[To be done]
1) In the blog post on social media, rewrite the paragraph that begins "I have a love-hate relationship" in a shorter form that keeps its main facts.
2) Write out the part of the blog post starting at "NaPoWriMo #3: social" and ending at "find a balance.", word for word.

[Text passage]
•••••
Thursday, April 04, 2013

NaPoWriMo #3: social media

I have a love-hate relationship with the internet in general and social media in particular. I love how easy it is to keep in touch with my family, who have spread out in an ever-expanding manner. I love how easy it is to find facts, recipes, and educational resources. I'm finding lately, though, that I have much to regret: hours that I waste online, rather than being engaged with my family; how I allow my expectations for myself and those around me to be skewed by standards so completely disconnected with reality. It would be easy to make a break if it weren't for the benefits, so I'm struggling to find a balance.
•••••
[Given information]
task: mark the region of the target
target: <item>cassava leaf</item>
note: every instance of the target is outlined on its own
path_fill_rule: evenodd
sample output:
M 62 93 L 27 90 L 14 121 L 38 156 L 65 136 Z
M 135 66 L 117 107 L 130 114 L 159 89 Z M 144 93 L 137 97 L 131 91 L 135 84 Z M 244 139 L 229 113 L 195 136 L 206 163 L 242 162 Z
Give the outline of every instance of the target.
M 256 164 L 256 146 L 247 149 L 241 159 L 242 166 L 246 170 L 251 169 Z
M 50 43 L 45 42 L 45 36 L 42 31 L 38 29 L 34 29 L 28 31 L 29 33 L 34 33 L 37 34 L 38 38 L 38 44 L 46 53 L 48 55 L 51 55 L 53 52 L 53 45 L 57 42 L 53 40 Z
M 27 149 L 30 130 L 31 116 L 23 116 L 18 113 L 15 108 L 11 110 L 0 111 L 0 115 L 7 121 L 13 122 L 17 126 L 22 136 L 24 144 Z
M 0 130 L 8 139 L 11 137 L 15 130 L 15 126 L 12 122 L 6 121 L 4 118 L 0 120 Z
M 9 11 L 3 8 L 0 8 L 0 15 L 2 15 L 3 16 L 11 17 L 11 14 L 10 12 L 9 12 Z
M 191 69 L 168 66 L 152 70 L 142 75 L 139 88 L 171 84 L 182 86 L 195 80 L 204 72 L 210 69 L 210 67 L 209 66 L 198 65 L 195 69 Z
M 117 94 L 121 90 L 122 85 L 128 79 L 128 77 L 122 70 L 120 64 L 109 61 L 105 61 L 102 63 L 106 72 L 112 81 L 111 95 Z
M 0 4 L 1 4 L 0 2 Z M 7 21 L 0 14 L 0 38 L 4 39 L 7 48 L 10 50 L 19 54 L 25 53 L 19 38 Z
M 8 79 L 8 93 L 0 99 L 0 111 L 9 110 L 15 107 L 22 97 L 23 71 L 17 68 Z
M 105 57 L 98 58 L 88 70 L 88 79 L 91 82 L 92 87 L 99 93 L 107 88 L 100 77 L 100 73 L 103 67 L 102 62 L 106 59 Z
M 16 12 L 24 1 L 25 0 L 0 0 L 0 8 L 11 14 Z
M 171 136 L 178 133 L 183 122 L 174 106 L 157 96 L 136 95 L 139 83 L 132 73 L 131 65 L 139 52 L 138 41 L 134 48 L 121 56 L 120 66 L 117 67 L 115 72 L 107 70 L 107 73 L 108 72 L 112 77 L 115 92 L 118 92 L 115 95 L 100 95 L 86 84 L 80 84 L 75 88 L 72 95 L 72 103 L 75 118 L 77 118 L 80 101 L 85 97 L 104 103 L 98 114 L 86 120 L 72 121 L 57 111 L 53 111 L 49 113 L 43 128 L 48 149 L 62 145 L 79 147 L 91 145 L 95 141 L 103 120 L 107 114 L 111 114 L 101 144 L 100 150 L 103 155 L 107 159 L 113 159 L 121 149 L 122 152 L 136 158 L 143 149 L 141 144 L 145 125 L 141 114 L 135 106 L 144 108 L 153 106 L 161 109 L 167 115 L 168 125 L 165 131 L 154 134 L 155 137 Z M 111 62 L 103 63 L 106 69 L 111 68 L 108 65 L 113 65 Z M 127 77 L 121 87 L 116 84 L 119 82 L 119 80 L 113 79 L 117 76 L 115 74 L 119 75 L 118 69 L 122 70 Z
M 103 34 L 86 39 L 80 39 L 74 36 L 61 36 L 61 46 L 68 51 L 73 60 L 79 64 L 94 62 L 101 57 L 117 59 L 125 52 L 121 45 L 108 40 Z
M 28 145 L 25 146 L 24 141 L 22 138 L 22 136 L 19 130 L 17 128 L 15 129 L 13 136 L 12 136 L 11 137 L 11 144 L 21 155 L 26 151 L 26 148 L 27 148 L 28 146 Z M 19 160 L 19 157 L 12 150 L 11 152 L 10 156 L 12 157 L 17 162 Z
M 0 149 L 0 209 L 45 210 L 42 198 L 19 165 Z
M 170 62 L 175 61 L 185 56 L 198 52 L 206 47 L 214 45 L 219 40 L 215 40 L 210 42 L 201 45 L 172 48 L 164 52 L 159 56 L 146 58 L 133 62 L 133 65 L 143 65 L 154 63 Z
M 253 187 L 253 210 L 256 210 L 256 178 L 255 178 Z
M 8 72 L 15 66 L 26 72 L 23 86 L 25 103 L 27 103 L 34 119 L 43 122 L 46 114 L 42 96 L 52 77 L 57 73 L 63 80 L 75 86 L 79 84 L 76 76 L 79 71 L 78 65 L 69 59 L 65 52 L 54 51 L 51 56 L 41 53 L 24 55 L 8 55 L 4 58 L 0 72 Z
•••••
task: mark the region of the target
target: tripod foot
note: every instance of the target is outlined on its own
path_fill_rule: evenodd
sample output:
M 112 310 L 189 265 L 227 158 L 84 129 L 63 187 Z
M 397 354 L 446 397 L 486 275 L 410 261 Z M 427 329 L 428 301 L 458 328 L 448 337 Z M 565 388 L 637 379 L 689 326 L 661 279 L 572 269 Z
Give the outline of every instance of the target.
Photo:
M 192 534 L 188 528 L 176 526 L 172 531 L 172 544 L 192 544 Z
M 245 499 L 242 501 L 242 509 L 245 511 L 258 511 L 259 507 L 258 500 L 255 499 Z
•••••
[Final answers]
1) I both love and hate the internet, especially social media. It makes it easy to stay in touch with my widely scattered family and to find facts, recipes, and educational resources. Lately, though, I regret the hours I waste online instead of engaging with my family, and how unrealistic standards skew my expectations of myself and others. I'd quit if not for the benefits, so I'm struggling to find a balance.

2)
NaPoWriMo #3: social media

I have a love-hate relationship with the internet in general and social media in particular. I love how easy it is to keep in touch with my family, who have spread out in an ever-expanding manner. I love how easy it is to find facts, recipes, and educational resources. I'm finding lately, though, that I have much to regret: hours that I waste online, rather than being engaged with my family; how I allow my expectations for myself and those around me to be skewed by standards so completely disconnected with reality. It would be easy to make a break if it weren't for the benefits, so I'm struggling to find a balance.